* _Dataset content_
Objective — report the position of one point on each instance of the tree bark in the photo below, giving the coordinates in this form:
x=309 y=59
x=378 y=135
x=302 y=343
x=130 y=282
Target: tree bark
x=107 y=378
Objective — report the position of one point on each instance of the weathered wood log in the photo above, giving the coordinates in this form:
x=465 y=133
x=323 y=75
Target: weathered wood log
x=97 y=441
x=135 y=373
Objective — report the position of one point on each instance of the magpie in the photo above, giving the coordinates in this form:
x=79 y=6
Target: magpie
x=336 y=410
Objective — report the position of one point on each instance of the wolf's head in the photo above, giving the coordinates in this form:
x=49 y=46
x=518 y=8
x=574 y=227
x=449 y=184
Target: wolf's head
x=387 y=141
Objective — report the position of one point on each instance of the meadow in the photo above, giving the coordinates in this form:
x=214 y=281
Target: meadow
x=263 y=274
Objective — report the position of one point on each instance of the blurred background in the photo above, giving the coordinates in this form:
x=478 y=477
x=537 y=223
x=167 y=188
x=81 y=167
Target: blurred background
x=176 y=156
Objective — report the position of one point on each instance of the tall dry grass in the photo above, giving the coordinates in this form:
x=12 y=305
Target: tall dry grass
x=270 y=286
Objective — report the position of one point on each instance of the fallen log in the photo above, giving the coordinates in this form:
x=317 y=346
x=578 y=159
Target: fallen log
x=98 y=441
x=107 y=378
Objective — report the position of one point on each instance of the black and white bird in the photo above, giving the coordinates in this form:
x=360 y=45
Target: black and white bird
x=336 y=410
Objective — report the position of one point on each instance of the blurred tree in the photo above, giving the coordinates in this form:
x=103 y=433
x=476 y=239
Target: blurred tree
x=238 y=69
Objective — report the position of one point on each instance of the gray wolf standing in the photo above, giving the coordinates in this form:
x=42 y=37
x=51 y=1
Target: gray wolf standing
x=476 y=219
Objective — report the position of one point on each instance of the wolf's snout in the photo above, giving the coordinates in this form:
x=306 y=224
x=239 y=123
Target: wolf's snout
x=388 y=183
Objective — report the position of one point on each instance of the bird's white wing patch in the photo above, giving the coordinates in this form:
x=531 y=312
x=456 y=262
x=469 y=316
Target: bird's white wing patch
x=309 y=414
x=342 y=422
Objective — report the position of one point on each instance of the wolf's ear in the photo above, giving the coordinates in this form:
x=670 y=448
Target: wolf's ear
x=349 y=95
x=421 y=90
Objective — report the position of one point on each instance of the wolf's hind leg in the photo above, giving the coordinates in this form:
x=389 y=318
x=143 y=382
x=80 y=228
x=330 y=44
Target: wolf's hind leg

* _What you should do_
Reproduce verbatim every line from the one containing "the wolf's hind" through the end of the items, including both ends.

* _Result for this exercise_
Objective — report the position of one point on each instance of the wolf's hind leg in the photo above, giving the coordinates in this form:
x=389 y=318
x=143 y=382
x=80 y=228
x=330 y=44
Target: wolf's hind leg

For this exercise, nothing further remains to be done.